[Begin]

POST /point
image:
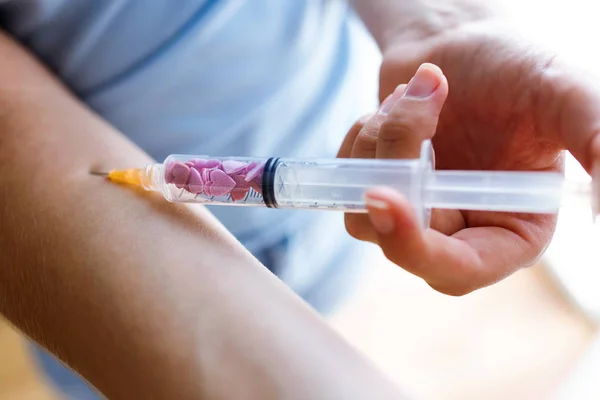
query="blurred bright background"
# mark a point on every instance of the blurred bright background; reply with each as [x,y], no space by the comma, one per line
[532,336]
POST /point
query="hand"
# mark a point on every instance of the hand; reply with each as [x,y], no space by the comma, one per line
[509,108]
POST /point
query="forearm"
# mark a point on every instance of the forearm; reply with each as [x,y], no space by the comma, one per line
[143,298]
[419,19]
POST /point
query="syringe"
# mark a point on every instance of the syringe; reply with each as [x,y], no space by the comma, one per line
[340,184]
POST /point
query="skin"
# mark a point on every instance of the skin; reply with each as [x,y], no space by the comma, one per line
[511,106]
[143,298]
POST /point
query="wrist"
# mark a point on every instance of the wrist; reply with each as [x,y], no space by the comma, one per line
[395,22]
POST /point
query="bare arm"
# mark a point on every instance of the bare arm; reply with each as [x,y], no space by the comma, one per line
[144,299]
[418,19]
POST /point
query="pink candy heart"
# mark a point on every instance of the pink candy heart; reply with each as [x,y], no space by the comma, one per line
[232,167]
[255,173]
[221,183]
[195,183]
[241,188]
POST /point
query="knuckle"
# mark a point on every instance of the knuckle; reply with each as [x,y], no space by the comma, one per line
[405,126]
[365,144]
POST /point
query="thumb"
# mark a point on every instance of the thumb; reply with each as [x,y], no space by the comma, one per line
[414,116]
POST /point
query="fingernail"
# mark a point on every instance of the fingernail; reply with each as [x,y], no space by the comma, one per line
[379,214]
[387,105]
[391,100]
[424,83]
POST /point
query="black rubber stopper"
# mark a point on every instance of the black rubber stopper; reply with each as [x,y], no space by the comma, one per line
[268,182]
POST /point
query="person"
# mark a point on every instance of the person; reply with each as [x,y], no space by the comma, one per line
[234,73]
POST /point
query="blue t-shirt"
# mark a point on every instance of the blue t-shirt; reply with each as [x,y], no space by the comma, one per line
[221,78]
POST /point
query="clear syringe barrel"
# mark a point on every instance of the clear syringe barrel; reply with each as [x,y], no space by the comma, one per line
[341,184]
[330,184]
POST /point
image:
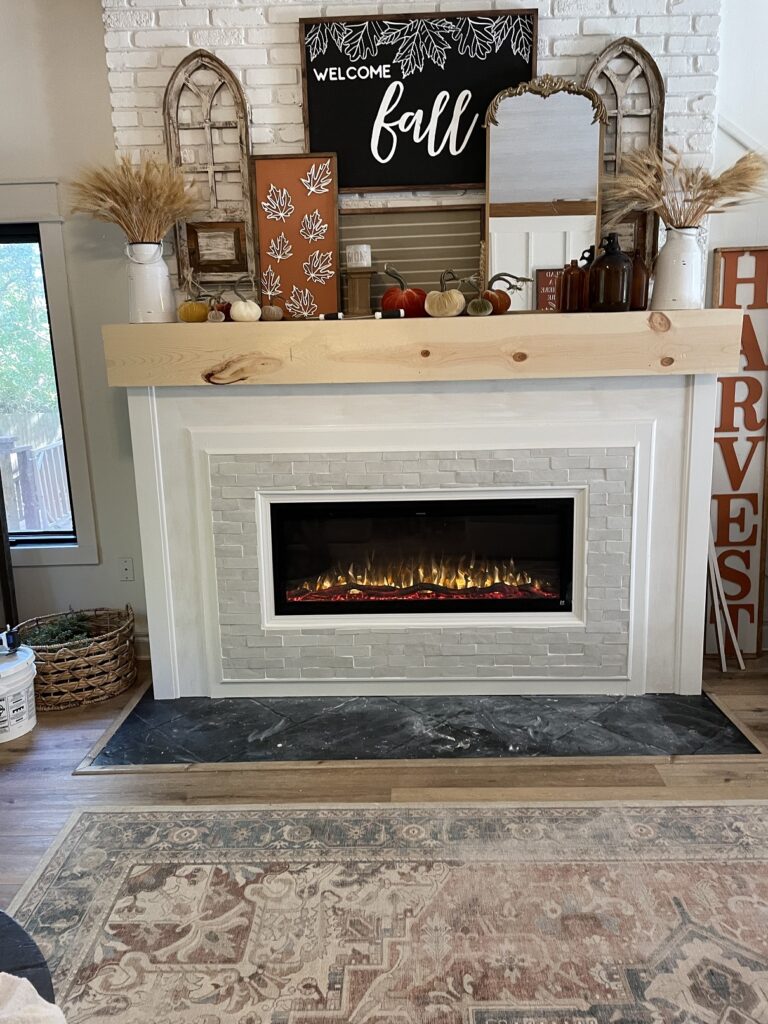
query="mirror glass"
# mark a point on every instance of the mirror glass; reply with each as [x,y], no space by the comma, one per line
[544,160]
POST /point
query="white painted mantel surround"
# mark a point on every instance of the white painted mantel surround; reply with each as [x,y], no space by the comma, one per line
[667,423]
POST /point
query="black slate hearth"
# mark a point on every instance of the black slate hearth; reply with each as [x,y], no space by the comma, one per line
[201,729]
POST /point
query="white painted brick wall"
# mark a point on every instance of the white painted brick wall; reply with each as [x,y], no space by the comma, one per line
[259,40]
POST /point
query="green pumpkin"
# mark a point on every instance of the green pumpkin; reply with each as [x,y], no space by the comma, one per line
[479,307]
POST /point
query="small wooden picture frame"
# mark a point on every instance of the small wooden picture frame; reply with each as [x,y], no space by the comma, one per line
[217,247]
[548,289]
[295,198]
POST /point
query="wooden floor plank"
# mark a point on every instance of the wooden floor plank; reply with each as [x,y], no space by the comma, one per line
[38,791]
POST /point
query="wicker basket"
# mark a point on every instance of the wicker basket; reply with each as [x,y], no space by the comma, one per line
[87,671]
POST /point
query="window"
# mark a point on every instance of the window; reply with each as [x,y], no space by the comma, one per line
[47,485]
[33,457]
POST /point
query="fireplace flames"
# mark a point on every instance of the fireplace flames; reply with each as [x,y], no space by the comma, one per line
[414,580]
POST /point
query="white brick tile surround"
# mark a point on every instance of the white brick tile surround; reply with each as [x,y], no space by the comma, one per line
[146,38]
[597,649]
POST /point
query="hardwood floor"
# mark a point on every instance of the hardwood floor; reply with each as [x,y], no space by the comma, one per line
[38,791]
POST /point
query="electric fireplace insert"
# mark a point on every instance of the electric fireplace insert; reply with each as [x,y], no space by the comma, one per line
[456,555]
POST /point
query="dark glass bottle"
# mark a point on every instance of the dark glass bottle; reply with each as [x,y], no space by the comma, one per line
[610,279]
[640,282]
[571,289]
[588,258]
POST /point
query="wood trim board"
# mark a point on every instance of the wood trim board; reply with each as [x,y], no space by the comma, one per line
[511,347]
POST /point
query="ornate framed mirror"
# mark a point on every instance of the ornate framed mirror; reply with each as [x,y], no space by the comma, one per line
[545,153]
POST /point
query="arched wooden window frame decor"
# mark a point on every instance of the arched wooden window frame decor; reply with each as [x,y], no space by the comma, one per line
[230,217]
[644,226]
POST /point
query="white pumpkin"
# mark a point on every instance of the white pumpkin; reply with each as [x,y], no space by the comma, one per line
[245,311]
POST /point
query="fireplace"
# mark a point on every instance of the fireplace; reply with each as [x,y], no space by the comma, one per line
[416,556]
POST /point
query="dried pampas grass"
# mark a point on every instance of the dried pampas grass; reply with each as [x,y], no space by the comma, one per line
[682,196]
[144,200]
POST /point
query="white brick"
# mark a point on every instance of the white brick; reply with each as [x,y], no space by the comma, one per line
[558,28]
[279,115]
[118,40]
[691,84]
[271,76]
[153,79]
[212,38]
[692,44]
[289,96]
[274,34]
[695,6]
[658,26]
[291,13]
[124,119]
[121,79]
[139,136]
[182,18]
[291,133]
[608,26]
[587,8]
[708,64]
[259,97]
[285,54]
[161,38]
[243,57]
[116,19]
[135,97]
[247,17]
[131,59]
[708,24]
[580,45]
[639,6]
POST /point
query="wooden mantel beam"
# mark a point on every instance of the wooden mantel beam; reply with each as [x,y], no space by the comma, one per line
[510,347]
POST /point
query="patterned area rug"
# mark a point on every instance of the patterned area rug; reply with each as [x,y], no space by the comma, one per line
[503,914]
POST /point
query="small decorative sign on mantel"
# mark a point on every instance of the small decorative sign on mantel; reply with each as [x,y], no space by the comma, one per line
[401,98]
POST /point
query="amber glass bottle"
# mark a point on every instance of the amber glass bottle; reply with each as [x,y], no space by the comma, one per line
[640,281]
[588,258]
[610,279]
[571,288]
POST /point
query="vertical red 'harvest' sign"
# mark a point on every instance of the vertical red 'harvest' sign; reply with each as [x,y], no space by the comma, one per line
[740,281]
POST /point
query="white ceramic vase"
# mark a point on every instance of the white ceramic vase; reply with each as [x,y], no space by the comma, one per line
[151,298]
[678,271]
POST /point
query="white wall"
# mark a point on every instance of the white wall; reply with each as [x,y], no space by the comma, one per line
[742,114]
[55,117]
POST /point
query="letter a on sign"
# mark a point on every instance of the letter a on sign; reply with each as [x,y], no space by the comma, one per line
[738,509]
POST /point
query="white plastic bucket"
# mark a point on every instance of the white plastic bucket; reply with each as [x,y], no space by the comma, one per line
[16,693]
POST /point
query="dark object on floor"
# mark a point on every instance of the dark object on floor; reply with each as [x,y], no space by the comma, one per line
[230,729]
[19,955]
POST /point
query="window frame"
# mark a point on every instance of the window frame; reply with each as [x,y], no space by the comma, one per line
[37,202]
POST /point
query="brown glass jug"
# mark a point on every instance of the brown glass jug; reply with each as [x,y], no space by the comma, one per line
[571,289]
[588,258]
[610,279]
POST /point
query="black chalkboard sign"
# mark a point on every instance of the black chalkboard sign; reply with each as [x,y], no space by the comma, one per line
[401,98]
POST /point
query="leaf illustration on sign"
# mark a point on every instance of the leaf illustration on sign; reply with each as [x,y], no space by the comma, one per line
[363,40]
[318,178]
[419,41]
[280,248]
[474,37]
[520,32]
[270,285]
[320,36]
[279,205]
[301,303]
[318,267]
[313,227]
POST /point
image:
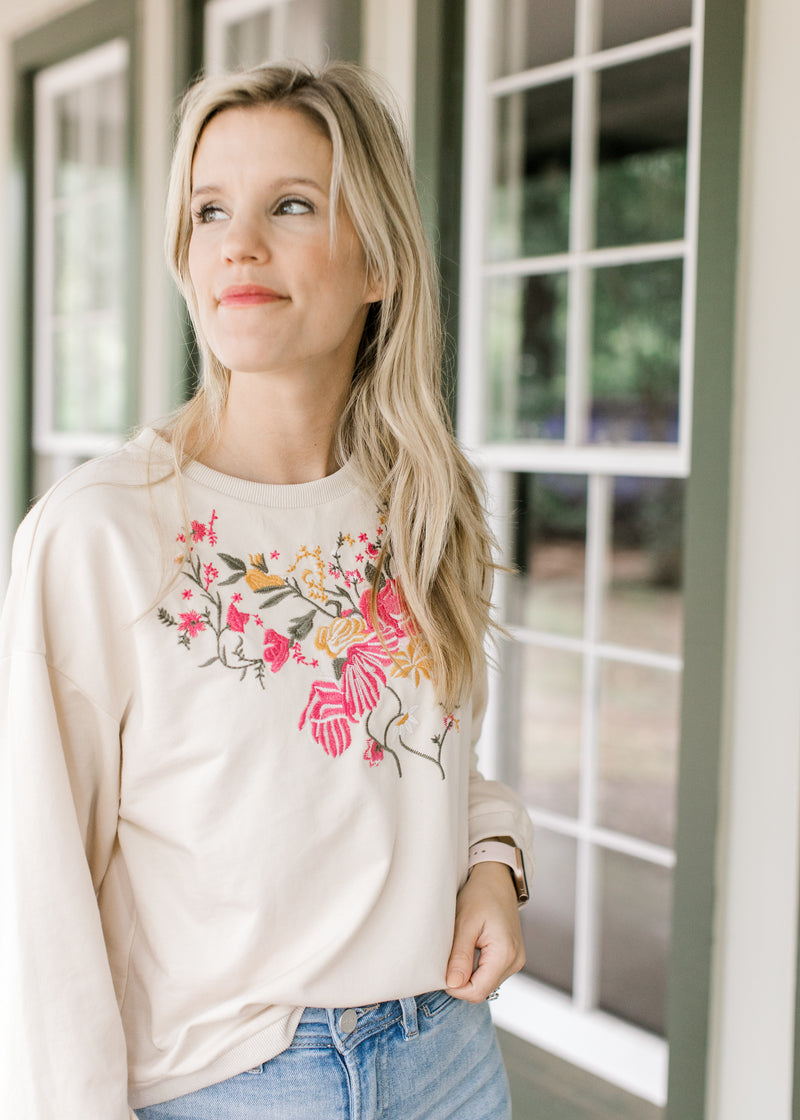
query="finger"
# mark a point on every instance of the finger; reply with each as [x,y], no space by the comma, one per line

[End]

REQUIRED WORK:
List every line of the listing above that contains the word "decorative", copying each line in full.

TASK OUTPUT:
query="small decorative sign on mantel"
# mark a point on every instance of the small decorative sign on mantel; reply with each as [x,y], no space by the comma, one per line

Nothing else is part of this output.